**Text under study**

■ ■ ■

One publication examined the significance of histopathologists to incorporate this classification in the evaluation of vascular anomaly samples, underscoring the impact of ISSVA classification in attaining the appropriate diagnosis. 10 However, vascular anomalies represents a spectrum, and there may be overlapping features of a vascular tumor and malformation in one patient. 11 Additionally, more accurate diagnoses can be achieved by providing adequate clinical information to radiologists and pathologists who are aligned with this terminology. 12 , 13 An updated ISSVA classification, which incorporates new entities, genetic and pathology information, was approved by the ISSVA membership in April 2014 and is available for citation from the ISSVA website, www.issva.org.
Complementary to the ISSVA classification are staging systems for specific vascular malformations, which some clinicians find advantageous in treatment planning. Schobinger presented a staging schema for arteriovenous malformations (AVMs) based on clinical behavior, from quiescent to destructive ( Table 1.4 ). 14
Pink–blue stain, warmth, arteriovenous shunting
Stage I, plus enlargement, pulsations, thrill, bruit, tortuous/tense veins
Stage II, plus dystrophic skin changes, ulceration, bleeding, persistent pain, or tissue necrosis ± lytic osteolysis
Stage III, plus congestive cardiac failure
Two groups endorsed a staging system for cervical lymphatic malformations based on disease extent, suggesting a correlation between stage, complication rate, clinical or surgical outcome, and prognosis. 15 , 16 In addition to providing guidelines for management by forecasting prognosis, the use of consistent terminology can provide uniformity in clinical, surgical, and radiologic research reporting 17 ( Table 1.5 ).

■ ■ ■

**Information provided**

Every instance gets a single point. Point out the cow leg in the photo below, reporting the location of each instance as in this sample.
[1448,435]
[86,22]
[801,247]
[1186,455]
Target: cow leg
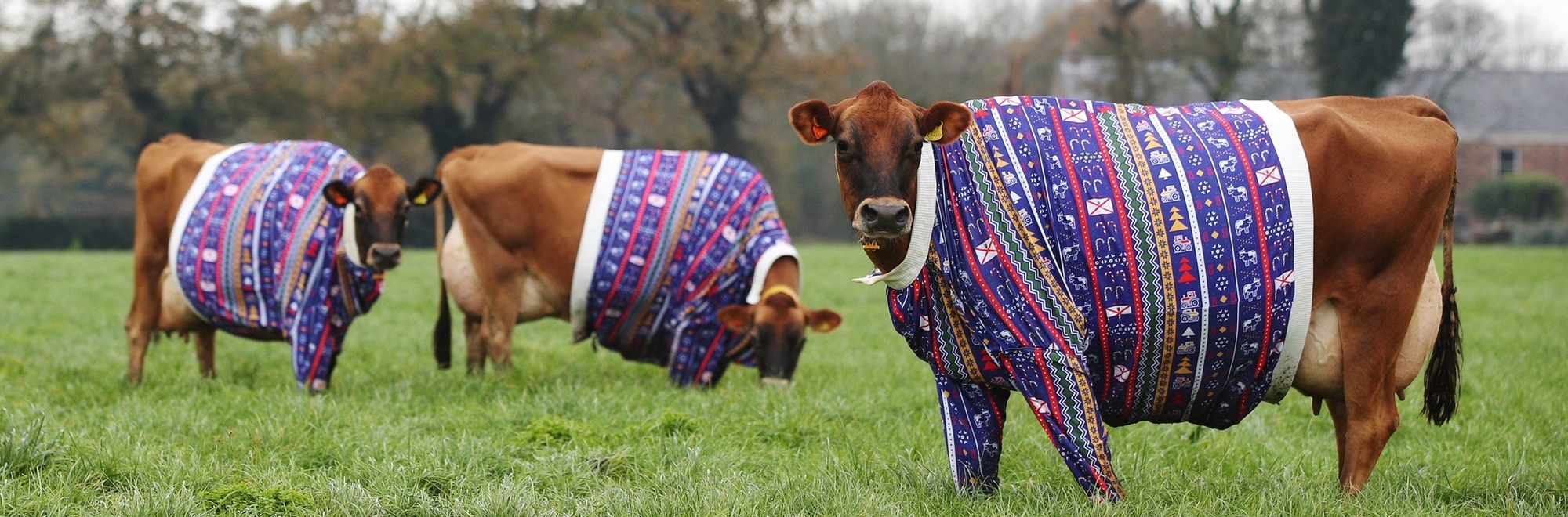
[205,352]
[1337,411]
[151,258]
[503,298]
[973,418]
[1373,333]
[474,334]
[1054,383]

■ ■ ■

**What is needed**
Answer these questions from the text on vascular anomaly classification:
1. When did the ISSVA membership approve the updated ISSVA classification?
2. On what is Schobinger's staging schema for arteriovenous malformations based?
3. How many groups endorsed a staging system for cervical lymphatic malformations, and on what is that system based?

**Expected output**
1. In April 2014.
2. On clinical behavior, from quiescent to destructive.
3. Two groups; it is based on disease extent.